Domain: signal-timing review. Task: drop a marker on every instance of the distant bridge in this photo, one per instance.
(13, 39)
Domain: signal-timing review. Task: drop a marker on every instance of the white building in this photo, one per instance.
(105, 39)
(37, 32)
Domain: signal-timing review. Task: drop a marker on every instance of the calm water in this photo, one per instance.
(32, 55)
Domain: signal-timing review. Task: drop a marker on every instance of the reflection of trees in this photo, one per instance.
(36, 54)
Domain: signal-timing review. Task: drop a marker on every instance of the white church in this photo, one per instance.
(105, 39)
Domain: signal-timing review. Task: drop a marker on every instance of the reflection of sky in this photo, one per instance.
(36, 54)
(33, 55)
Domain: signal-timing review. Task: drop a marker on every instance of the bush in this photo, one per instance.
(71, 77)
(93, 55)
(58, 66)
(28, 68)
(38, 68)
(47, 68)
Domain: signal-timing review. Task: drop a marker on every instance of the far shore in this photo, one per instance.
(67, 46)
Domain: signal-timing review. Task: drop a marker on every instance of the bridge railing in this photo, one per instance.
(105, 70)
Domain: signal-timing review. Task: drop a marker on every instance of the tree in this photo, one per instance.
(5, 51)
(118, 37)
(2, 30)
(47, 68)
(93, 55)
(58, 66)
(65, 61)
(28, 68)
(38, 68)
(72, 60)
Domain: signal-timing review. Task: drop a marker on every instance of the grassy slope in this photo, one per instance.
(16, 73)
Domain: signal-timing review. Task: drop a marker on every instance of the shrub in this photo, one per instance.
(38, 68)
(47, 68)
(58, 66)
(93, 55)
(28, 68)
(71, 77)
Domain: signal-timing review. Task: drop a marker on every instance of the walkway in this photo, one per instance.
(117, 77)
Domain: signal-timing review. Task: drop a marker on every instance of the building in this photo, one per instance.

**What this task involves**: Reproduce, with no other lines, the one containing "shrub in this photo, one per instance." and all lines after it through the end of the data above.

**Exercise solution**:
Domain: signal-timing review. Task: drop a marker on every instance of the shrub in this photo, one per instance.
(38, 68)
(47, 68)
(58, 66)
(93, 55)
(28, 68)
(71, 77)
Domain: signal-timing review. Task: drop a marker on every instance of the walkway in this photo, one per instance.
(117, 77)
Domain: signal-timing review. Task: drop a marker on every instance of the building in this photo, one per instance.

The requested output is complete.